• [REQUIREMENT]: Find the word "bottle" in the data, then copy each line where it is found.

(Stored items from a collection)
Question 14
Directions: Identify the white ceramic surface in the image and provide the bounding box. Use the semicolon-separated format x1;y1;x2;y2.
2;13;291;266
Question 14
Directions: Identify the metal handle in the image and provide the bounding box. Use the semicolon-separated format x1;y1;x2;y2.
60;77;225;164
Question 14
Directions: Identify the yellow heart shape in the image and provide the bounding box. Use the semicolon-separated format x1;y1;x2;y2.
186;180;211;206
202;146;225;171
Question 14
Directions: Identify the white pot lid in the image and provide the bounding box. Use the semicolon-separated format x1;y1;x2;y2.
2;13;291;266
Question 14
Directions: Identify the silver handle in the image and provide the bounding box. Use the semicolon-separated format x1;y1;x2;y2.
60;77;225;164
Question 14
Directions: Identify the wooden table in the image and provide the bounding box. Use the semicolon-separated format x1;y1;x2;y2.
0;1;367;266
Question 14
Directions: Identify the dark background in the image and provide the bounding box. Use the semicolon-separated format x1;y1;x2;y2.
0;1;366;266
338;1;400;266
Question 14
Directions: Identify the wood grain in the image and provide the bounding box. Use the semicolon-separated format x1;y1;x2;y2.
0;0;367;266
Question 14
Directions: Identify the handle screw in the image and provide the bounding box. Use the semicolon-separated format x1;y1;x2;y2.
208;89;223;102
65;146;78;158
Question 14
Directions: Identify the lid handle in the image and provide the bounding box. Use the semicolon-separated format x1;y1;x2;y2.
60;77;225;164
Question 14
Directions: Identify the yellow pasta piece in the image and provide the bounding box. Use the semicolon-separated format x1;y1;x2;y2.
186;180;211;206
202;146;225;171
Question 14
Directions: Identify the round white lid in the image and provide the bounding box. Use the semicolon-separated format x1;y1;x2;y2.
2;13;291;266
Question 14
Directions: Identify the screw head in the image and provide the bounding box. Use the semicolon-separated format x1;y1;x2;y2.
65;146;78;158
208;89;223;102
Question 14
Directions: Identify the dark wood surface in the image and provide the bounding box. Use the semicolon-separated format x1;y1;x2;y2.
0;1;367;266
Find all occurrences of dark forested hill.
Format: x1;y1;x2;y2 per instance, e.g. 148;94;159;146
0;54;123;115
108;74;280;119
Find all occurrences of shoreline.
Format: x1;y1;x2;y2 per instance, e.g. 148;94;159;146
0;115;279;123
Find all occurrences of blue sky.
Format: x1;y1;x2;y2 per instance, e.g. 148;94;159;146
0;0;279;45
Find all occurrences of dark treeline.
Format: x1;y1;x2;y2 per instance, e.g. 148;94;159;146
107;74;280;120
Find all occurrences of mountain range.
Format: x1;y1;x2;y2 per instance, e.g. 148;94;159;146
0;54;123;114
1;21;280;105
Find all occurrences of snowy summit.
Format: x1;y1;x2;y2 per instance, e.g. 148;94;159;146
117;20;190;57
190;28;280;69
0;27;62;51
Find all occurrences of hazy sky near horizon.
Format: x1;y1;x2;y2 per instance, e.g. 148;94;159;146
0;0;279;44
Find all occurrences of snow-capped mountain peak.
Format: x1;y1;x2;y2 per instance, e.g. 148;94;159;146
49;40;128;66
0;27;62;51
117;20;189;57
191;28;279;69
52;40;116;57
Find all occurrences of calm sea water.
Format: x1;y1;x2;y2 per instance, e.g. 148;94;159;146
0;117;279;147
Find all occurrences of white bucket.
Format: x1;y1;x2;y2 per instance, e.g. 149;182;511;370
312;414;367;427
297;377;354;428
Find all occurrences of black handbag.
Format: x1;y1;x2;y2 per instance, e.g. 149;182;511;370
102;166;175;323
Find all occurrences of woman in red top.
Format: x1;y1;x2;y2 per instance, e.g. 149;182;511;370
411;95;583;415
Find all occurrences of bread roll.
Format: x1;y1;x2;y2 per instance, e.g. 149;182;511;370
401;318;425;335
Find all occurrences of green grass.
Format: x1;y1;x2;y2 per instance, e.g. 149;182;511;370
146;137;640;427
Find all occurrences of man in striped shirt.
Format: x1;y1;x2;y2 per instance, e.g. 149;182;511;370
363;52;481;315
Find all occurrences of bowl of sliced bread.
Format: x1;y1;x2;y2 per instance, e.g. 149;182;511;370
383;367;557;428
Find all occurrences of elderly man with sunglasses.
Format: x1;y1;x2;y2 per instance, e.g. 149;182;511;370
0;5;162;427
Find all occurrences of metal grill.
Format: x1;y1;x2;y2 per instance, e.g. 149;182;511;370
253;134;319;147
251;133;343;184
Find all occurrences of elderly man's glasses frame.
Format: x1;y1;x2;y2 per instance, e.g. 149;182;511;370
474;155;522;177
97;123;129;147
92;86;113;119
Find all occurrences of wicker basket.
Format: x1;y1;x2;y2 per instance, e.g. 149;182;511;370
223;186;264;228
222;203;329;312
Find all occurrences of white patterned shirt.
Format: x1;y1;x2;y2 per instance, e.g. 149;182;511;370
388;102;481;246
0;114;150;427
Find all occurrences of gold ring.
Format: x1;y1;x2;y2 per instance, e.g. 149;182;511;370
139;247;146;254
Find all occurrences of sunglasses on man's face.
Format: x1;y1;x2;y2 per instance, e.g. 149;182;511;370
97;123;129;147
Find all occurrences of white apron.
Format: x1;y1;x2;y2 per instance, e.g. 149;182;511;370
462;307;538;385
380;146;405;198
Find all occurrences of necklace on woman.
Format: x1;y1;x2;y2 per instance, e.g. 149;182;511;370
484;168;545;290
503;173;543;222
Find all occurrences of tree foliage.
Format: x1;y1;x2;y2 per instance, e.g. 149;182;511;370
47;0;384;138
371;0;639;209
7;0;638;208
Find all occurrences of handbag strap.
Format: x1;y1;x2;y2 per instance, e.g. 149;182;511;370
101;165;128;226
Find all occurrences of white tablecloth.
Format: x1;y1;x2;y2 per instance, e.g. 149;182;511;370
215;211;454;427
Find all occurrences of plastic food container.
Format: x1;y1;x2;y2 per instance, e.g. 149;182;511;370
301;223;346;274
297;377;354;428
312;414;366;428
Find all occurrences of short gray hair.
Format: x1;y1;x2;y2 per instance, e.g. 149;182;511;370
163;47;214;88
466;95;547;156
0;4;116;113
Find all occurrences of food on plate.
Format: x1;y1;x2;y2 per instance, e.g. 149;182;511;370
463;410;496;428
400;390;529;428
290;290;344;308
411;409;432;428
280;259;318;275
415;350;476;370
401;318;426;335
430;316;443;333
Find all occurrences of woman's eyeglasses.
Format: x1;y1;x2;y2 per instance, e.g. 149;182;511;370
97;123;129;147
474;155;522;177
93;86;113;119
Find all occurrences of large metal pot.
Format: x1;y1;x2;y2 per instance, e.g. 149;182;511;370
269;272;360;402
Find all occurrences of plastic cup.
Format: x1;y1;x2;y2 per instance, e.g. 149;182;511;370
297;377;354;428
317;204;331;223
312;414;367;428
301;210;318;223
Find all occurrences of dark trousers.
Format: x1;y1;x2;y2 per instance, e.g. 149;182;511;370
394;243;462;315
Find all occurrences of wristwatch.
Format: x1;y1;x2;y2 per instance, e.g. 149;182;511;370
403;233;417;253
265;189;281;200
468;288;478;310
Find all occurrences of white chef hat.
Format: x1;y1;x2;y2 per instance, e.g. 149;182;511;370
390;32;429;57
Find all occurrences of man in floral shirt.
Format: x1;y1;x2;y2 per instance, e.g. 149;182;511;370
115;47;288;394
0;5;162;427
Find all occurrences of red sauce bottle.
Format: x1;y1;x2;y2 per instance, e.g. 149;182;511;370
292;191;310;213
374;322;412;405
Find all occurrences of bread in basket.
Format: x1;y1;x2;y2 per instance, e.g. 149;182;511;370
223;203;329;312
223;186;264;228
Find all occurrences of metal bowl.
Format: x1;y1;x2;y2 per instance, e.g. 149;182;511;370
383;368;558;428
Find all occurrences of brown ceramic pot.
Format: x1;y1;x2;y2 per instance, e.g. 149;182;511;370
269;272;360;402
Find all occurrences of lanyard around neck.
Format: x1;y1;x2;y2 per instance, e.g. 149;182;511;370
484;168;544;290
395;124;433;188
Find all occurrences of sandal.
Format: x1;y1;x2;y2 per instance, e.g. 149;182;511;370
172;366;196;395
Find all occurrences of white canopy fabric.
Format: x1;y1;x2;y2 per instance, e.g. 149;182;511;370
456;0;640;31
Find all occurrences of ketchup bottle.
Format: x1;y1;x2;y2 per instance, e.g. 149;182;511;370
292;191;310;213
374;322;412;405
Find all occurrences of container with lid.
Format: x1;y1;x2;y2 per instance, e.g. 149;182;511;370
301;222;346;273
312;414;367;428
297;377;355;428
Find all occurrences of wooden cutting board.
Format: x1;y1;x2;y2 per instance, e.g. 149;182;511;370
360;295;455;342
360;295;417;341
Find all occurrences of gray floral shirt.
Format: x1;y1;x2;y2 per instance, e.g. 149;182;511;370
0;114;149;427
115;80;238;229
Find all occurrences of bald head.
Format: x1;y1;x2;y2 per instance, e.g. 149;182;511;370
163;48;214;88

* * *

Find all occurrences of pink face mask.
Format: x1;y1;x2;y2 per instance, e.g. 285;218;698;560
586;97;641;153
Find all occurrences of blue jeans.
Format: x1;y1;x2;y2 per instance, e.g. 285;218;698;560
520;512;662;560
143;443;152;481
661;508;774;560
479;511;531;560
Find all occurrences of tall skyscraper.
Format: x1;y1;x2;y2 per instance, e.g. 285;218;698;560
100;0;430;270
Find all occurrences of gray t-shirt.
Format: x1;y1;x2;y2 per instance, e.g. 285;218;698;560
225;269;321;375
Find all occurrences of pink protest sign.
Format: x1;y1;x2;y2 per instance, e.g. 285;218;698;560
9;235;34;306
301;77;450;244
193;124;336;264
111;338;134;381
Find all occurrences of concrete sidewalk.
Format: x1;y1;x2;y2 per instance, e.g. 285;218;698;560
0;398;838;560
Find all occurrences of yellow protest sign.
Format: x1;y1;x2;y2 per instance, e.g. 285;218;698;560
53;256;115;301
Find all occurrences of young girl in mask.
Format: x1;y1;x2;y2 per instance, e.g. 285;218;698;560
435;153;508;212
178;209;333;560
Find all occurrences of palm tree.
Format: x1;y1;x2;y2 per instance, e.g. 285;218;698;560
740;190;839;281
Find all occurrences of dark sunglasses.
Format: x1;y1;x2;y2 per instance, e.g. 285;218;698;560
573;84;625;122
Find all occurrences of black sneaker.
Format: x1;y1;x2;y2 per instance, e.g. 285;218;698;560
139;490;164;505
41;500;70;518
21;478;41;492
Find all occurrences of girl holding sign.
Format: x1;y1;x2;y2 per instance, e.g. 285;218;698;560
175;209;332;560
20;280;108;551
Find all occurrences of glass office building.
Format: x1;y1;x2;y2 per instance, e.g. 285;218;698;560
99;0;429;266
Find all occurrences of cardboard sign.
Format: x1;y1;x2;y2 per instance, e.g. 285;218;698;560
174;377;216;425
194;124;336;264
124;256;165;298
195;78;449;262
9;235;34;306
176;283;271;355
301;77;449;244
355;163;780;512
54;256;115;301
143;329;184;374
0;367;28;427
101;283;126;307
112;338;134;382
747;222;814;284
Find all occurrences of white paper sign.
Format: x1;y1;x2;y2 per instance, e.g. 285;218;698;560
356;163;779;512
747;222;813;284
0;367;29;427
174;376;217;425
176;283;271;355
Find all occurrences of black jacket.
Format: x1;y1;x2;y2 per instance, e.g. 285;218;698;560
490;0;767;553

* * *

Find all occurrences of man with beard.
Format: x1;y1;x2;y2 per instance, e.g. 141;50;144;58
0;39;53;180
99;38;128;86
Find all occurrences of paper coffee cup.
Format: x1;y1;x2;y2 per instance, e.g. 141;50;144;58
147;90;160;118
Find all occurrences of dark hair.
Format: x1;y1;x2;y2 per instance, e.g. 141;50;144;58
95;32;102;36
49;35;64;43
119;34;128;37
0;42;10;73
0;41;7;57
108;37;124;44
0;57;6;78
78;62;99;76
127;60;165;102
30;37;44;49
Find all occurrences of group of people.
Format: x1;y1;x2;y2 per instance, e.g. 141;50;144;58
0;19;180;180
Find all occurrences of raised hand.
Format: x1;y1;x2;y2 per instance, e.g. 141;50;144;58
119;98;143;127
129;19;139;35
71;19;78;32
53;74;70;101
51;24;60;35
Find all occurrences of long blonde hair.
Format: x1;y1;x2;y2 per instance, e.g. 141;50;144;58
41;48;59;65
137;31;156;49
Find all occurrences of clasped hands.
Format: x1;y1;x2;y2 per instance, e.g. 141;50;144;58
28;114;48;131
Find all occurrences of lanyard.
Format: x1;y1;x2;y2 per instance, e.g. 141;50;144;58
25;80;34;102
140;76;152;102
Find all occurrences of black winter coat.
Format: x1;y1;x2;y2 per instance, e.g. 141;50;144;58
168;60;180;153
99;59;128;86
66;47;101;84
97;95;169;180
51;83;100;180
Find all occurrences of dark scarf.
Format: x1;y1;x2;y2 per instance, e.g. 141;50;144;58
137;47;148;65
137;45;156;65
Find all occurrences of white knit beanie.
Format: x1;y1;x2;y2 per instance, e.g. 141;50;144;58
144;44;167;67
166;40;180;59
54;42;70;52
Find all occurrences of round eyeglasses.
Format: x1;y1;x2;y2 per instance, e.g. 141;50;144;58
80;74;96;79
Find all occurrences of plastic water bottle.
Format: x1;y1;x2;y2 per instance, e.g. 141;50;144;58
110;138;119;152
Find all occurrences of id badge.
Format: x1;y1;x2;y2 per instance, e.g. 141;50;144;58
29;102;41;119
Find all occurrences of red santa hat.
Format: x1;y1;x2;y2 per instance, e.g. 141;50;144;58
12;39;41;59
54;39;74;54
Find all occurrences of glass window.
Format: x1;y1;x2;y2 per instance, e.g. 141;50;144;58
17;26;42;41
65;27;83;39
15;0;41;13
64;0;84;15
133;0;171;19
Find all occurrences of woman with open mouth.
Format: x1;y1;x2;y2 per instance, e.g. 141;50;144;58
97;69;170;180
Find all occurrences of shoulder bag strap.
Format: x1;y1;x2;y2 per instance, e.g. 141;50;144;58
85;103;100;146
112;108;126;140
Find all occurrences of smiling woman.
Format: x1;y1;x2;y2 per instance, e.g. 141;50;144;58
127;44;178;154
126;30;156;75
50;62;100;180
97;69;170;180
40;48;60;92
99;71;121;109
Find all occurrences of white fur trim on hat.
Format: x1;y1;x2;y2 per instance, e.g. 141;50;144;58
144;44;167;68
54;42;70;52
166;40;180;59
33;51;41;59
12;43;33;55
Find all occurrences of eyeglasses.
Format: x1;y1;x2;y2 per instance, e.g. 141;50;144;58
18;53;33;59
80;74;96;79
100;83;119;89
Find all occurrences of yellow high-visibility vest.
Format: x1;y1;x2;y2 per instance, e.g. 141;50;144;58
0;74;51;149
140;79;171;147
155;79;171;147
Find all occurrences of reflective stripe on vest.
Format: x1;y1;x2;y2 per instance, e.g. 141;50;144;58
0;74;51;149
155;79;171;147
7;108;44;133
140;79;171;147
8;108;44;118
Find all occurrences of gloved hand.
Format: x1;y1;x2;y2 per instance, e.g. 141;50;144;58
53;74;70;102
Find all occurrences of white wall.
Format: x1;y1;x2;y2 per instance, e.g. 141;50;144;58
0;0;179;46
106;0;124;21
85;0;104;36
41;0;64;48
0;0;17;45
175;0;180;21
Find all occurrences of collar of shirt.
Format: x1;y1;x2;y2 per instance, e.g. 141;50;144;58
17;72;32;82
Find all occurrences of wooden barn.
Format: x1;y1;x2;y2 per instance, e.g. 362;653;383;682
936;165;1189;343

• [ANSWER]:
Find all occurrences of red sauce bottle.
Find all occurrences of ketchup bottle.
Find all occurrences of plastic water bottle.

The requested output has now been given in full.